── Document extract
Multilingual AD Identification through Speech. Although automated methods for detecting cognitive impairment with machine learning have attracted growing interest, most approaches have not examined which speech features can be generalised and transferred across languages for Alzheimer’s disease (AD) prediction. To our knowledge, no prior work has systematically explored the role of language features in multilingual AD detection. Our project addresses this gap by training models on English speech data and evaluating their performance on spoken Chinese data (Agbavor and Liang, 2024). To ensure privacy and security, we developed innovative on-premise, open-source Small Language Models (SLMs). These advances performed exceptionally well on the international stage, earning us both first and second place at the INTERSPEECH 2024 TAUKADIAL Challenge for Dementia Prediction.
Multimodal Machine Learning for AD Diagnosis. Our aim is to move beyond purely linguistic patterns and incorporate diverse types of data to strengthen AI-based assessment. As a natural next step, we plan to apply natural language processing and machine learning algorithms to extract language markers (linguistic and acoustic features), behavioural markers (such as eye-movement data), imaging markers (MRI), and genetic markers (e.g., the APOE gene), and then develop multimodal learning approaches to fuse this information. In this way, our work on computational large language models can be greatly enhanced by the outstanding expertise in Chinese and bilingual studies and language-related research at PolyU.
────
── Data shown
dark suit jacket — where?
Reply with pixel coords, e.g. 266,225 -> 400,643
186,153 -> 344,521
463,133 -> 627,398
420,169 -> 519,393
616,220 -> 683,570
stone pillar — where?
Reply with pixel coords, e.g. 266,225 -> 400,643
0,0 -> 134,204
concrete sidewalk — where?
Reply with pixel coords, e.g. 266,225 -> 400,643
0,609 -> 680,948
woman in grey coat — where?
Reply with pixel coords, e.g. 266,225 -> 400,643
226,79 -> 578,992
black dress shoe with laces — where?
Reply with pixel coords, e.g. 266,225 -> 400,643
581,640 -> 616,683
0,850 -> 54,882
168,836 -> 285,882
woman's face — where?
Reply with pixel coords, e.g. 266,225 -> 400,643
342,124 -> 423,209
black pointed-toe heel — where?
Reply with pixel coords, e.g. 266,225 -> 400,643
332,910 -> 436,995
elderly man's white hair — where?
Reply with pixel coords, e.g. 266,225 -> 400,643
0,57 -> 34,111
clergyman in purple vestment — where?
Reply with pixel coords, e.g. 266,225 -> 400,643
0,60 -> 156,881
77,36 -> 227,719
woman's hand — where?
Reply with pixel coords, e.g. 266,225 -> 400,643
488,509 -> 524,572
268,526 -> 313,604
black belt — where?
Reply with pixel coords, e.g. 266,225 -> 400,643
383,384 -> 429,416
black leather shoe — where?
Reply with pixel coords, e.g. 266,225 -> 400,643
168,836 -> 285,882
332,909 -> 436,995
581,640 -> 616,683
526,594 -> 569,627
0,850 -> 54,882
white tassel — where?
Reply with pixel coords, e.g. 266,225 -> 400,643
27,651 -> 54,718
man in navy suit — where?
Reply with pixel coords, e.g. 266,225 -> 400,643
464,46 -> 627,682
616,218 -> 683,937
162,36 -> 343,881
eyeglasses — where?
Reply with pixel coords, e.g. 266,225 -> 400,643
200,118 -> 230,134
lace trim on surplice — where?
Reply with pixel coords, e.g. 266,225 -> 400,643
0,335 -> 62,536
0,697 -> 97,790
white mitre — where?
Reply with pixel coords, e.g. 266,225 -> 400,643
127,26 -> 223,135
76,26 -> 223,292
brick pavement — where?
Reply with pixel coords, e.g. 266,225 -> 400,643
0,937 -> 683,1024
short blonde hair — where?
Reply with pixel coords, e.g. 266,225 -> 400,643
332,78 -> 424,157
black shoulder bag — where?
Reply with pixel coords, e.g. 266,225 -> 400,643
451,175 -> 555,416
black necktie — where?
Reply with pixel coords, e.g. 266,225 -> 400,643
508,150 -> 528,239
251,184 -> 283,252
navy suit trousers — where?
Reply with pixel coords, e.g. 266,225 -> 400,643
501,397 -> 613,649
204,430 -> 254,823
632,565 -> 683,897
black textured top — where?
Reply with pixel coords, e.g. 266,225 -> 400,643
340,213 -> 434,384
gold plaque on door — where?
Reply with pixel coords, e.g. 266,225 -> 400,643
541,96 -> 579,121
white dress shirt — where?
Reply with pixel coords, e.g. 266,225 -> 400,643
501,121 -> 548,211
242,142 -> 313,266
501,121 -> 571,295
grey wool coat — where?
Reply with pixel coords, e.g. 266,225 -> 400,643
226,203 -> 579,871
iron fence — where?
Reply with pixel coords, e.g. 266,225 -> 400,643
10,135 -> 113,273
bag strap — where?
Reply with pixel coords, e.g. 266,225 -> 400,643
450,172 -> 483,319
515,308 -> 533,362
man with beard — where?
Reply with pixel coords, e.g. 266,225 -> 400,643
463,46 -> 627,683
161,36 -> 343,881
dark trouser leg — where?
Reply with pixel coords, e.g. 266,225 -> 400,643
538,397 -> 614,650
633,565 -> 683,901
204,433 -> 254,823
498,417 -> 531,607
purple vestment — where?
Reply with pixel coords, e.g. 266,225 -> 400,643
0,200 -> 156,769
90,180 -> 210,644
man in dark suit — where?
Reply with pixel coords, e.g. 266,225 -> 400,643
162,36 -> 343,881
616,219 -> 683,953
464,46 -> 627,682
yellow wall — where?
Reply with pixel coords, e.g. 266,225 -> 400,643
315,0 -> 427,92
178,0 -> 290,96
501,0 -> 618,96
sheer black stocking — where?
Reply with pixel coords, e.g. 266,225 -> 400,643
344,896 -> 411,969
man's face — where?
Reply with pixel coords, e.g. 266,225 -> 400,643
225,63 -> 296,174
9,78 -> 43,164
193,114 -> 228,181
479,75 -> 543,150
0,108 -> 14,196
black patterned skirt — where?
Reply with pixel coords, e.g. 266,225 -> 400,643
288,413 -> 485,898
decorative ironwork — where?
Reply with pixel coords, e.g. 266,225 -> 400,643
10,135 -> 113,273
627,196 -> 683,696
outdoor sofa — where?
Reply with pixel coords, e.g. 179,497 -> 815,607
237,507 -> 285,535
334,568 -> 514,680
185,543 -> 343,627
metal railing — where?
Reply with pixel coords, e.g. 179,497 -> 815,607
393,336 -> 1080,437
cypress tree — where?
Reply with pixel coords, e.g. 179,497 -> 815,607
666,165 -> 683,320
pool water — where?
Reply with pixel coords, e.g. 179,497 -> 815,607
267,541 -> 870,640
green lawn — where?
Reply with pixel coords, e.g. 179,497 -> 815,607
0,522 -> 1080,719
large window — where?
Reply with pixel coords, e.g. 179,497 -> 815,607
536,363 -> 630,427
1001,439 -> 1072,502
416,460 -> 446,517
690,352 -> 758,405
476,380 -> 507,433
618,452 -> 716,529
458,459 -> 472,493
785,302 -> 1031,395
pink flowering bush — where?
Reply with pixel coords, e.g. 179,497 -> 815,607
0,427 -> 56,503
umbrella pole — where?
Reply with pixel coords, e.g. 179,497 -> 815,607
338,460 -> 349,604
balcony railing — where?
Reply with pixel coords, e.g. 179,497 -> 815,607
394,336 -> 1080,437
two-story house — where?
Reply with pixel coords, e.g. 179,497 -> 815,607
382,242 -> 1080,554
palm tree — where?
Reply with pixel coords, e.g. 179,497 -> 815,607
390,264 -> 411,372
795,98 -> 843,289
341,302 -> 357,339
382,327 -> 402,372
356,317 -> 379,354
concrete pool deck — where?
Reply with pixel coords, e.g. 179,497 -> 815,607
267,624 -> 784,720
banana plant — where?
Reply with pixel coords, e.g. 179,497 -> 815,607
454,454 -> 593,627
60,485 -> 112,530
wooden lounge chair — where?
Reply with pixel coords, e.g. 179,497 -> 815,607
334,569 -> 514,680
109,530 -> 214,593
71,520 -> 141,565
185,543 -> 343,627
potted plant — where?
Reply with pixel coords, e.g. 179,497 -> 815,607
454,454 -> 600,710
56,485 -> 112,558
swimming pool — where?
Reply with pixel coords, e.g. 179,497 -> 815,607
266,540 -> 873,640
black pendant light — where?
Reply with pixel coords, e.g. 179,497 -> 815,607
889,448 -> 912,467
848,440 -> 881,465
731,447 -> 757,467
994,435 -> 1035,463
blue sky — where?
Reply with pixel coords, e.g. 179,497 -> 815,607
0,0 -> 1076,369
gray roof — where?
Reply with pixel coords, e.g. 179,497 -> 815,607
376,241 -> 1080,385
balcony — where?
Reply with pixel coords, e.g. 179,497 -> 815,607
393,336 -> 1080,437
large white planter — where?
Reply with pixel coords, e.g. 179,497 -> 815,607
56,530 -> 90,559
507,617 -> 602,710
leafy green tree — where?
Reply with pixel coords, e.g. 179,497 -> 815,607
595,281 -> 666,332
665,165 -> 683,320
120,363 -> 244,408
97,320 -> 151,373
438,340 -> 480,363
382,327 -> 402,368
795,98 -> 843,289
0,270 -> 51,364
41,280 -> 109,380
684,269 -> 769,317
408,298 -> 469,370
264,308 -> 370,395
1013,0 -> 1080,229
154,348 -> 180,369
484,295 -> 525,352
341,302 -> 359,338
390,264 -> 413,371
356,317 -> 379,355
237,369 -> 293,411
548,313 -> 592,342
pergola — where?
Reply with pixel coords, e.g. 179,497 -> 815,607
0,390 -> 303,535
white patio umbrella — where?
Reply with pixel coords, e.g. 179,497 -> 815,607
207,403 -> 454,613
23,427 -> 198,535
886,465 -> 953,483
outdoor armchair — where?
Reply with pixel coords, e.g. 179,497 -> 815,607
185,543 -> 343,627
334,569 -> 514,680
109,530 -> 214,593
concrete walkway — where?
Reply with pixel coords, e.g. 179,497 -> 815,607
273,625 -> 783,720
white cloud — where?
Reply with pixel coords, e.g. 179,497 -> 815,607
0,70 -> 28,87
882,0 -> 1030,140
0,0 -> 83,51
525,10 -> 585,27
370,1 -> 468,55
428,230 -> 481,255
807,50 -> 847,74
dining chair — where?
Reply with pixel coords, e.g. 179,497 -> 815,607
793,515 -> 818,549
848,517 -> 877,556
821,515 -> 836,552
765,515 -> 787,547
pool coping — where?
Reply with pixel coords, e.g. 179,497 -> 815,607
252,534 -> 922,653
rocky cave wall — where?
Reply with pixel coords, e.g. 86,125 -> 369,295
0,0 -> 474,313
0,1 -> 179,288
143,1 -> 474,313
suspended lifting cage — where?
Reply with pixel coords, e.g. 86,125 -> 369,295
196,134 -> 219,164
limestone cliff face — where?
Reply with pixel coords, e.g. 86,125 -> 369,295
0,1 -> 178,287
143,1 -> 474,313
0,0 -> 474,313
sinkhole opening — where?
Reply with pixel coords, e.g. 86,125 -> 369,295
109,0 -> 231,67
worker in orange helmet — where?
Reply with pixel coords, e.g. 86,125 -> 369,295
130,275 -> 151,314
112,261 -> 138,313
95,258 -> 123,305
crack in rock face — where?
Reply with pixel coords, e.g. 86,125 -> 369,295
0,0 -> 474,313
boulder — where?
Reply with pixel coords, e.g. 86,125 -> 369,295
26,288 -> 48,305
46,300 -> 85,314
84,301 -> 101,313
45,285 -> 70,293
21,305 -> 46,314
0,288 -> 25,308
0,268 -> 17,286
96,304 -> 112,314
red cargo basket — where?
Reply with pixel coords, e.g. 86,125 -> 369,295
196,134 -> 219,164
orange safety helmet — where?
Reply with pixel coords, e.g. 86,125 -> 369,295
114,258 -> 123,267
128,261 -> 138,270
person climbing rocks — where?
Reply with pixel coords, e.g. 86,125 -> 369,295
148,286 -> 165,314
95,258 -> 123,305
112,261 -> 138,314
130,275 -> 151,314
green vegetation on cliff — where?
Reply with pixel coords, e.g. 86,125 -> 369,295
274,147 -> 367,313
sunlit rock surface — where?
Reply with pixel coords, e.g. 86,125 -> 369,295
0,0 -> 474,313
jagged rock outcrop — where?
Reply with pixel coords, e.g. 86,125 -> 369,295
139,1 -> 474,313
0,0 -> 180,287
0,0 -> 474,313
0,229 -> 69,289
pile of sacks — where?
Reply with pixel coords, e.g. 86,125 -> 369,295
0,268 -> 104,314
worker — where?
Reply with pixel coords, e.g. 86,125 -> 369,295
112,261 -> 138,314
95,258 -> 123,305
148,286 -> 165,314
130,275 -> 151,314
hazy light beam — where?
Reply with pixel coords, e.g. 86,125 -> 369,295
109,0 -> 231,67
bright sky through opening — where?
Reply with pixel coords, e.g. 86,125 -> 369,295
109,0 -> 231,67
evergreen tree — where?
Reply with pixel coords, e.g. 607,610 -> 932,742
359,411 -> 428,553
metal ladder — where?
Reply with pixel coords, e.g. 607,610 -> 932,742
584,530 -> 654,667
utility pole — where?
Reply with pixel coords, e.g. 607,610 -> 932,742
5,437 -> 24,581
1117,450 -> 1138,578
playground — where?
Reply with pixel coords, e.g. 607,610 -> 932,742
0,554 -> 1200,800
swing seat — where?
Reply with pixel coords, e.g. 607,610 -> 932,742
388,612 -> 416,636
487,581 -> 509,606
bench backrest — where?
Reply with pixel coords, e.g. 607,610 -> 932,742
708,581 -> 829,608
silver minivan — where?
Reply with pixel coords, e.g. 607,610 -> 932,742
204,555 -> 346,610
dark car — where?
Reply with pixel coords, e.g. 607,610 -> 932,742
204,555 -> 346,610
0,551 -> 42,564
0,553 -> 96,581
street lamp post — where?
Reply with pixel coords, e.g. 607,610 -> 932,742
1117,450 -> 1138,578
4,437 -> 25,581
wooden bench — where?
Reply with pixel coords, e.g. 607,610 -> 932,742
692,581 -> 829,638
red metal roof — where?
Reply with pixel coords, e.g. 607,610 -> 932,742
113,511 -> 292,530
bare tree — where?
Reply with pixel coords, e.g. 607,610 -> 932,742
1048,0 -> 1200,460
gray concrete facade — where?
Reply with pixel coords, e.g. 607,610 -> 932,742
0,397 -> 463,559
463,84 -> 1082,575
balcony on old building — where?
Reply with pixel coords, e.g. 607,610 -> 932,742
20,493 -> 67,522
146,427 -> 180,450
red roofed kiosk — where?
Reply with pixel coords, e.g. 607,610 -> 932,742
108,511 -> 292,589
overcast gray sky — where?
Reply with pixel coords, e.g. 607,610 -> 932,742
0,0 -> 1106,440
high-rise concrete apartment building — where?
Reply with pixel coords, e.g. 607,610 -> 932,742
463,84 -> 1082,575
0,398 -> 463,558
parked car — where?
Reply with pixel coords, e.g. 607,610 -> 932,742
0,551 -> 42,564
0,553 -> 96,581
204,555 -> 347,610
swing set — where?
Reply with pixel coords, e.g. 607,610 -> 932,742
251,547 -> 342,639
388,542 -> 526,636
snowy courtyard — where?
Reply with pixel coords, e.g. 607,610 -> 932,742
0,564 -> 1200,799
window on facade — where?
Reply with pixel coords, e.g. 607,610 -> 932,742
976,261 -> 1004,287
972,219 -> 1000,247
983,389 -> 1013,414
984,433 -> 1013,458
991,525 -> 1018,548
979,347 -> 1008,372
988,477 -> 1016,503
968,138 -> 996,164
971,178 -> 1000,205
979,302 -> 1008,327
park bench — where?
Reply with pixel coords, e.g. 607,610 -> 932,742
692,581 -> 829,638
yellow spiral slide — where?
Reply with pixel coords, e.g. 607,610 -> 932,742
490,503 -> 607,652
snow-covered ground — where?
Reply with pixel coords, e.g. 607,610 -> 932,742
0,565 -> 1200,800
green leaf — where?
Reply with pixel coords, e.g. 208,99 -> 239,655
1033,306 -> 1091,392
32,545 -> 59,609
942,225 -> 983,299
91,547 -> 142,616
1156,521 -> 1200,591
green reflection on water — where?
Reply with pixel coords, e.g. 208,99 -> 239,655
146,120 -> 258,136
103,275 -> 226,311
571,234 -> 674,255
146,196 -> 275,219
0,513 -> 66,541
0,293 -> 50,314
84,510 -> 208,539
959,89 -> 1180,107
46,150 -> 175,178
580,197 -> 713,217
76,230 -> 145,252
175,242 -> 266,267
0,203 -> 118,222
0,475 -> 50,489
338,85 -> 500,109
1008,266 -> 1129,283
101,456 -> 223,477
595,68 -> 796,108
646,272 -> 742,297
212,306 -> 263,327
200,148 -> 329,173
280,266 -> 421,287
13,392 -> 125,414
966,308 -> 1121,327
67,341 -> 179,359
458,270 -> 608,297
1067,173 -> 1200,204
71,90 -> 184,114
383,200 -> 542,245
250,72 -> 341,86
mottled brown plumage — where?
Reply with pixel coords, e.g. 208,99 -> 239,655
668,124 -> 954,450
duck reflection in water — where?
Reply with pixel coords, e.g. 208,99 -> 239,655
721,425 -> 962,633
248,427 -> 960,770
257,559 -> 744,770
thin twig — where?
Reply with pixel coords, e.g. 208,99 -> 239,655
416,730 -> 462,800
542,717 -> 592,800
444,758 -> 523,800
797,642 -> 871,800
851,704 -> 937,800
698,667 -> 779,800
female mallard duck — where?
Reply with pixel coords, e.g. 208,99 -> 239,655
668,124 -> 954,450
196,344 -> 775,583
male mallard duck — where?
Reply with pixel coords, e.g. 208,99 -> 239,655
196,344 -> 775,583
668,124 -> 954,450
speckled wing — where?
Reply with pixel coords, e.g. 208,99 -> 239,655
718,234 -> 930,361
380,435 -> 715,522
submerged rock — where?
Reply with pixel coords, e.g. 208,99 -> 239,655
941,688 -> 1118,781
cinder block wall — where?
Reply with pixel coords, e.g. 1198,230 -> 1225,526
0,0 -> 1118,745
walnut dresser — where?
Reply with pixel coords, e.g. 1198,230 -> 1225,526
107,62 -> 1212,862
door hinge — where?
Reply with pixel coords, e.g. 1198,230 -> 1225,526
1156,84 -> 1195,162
────
Check your understanding:
1 – Write out the part of the Alzheimer's disease research passage above that opens with the words containing "Multilingual AD Identification" and closes with "for Dementia Prediction.".
2 – Continue the passage on AI-based Alzheimer's disease detection from its last sentence.

Answers to the problems:
1 –
Multilingual AD Identification through Speech. Although automated methods for detecting cognitive impairment with machine learning have attracted growing interest, most approaches have not examined which speech features can be generalised and transferred across languages for Alzheimer’s disease (AD) prediction. To our knowledge, no prior work has systematically explored the role of language features in multilingual AD detection. Our project addresses this gap by training models on English speech data and evaluating their performance on spoken Chinese data (Agbavor and Liang, 2024). To ensure privacy and security, we developed innovative on-premise, open-source Small Language Models (SLMs). These advances performed exceptionally well on the international stage, earning us both first and second place at the INTERSPEECH 2024 TAUKADIAL Challenge for Dementia Prediction.

2 –
Our key innovation in applying LLMs lies in harnessing their vast semantic knowledge to generate text embeddings—vector representations of transcribed speech that capture the underlying meaning of the input. A fascinating open question, however, is how these embedding models encode linguistic features in individuals with Alzheimer’s disease compared to healthy controls. To address this, I would greatly welcome collaborations with domain experts in PolyU’s vibrant AI research community as well as with language scholars, to help decode the embedding models and uncover the critical factors that drive both their successes and failures in dementia prediction.
Key References:
Agbavor F, H Liang. Predicting dementia from spontaneous speech using large language models. PLOS Digital Health 1 (12), e0000168, 2022.
Agbavor F, H Liang. Multilingual prediction of cognitive impairment with large language models and speech analysis. Brain Sciences 14 (12), 1292, 2024.